[START OF Given data]
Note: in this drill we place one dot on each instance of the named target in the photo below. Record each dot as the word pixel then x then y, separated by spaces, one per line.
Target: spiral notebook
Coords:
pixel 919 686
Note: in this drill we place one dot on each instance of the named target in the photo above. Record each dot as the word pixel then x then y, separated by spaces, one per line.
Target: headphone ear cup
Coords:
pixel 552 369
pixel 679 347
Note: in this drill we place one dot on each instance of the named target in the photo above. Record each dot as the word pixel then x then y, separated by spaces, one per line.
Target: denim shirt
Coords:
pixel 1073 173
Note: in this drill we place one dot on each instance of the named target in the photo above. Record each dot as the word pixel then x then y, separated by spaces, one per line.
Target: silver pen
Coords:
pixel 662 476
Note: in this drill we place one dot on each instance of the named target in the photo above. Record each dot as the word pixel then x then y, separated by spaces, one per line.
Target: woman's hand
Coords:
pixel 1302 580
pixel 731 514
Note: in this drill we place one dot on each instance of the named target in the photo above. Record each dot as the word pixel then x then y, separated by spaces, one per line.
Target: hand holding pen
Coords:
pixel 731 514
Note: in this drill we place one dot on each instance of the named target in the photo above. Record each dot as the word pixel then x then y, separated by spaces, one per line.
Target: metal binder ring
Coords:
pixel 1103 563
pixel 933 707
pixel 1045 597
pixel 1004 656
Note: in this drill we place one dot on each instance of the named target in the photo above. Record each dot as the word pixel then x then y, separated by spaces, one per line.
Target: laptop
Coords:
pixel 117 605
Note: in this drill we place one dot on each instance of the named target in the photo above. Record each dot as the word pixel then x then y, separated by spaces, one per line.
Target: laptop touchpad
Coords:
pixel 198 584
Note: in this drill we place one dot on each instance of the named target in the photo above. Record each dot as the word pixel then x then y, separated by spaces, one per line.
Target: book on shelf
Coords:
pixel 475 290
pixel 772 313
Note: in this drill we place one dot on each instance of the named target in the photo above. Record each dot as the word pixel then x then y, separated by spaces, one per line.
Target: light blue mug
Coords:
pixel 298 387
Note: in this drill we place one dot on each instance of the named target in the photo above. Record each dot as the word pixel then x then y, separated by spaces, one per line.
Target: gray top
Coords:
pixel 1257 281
[END OF Given data]
*What you will do*
Convert all of the material above into a JSON list of strings, with one string per line and blank lines left out.

*The answer*
[
  "Note: in this drill we place one dot on each instance of the named target in the photo below. Record each dot as the word pixel then x then y, separated by spaces, one per line.",
  "Target: spiral notebook",
  "Coords:",
  "pixel 919 686",
  "Note: in this drill we place one dot on each instance of the named target in the photo above. Record each dot as the word pixel then x then y, separated by spaces, one per line.",
  "Target: headphone ear cup",
  "Coords:",
  "pixel 552 369",
  "pixel 679 347",
  "Note: in this drill we place one dot on each instance of the named target in the photo above. Record each dot as the word pixel then x then y, separated by spaces, one per line.",
  "Target: denim shirt",
  "Coords:",
  "pixel 1073 173",
  "Note: in this drill we place one dot on each instance of the named target in the photo above. Record each dot as the word pixel then x then y, separated by spaces, one per line.",
  "Target: silver pen",
  "Coords:",
  "pixel 662 476",
  "Note: in this drill we place one dot on each instance of the named target in the photo above. Record each dot as the word pixel then x then y, separated by spaces, one per line.",
  "Target: woman's hand",
  "Coords:",
  "pixel 1302 580",
  "pixel 731 514",
  "Note: in this drill we place one dot on each instance of the named target in the photo above. Record each dot as the word pixel then x then y, separated by spaces, one per line.",
  "Target: hand holding pen",
  "Coords:",
  "pixel 731 514",
  "Note: in this drill we place one dot on each instance of the named target in the photo above. Record each dot as the word pixel then x then y, separated by spaces, one per line.",
  "Target: metal binder ring",
  "Coords:",
  "pixel 1103 563",
  "pixel 933 707",
  "pixel 1045 597",
  "pixel 1004 656",
  "Note: in this drill we place one dot on each instance of the named target in the photo above. Record each dot as the word pixel then x then y, separated by spaces, one per line.",
  "Target: laptop",
  "Coords:",
  "pixel 117 605",
  "Note: in this drill we place one dot on each instance of the named target in the photo above. Record each dot as the word pixel then x then y, separated by spaces, one per line.",
  "Target: laptop touchpad",
  "Coords:",
  "pixel 198 584",
  "Note: in this drill we place one dot on each instance of the named target in the photo above. Record each dot as the word pixel then x then y, separated by spaces, one per line.",
  "Target: book on shelf",
  "Coords:",
  "pixel 475 290",
  "pixel 772 313",
  "Note: in this drill we place one dot on each instance of the named target in the photo above. Record each dot as the word pixel then x then y, separated by spaces, one per line.",
  "Target: light blue mug",
  "Coords:",
  "pixel 298 387",
  "Note: in this drill we place one dot on each instance of the named target in the photo above. Record each dot as the word pixel then x then y, separated by spaces, one per line.",
  "Target: gray top",
  "Coords:",
  "pixel 1257 281"
]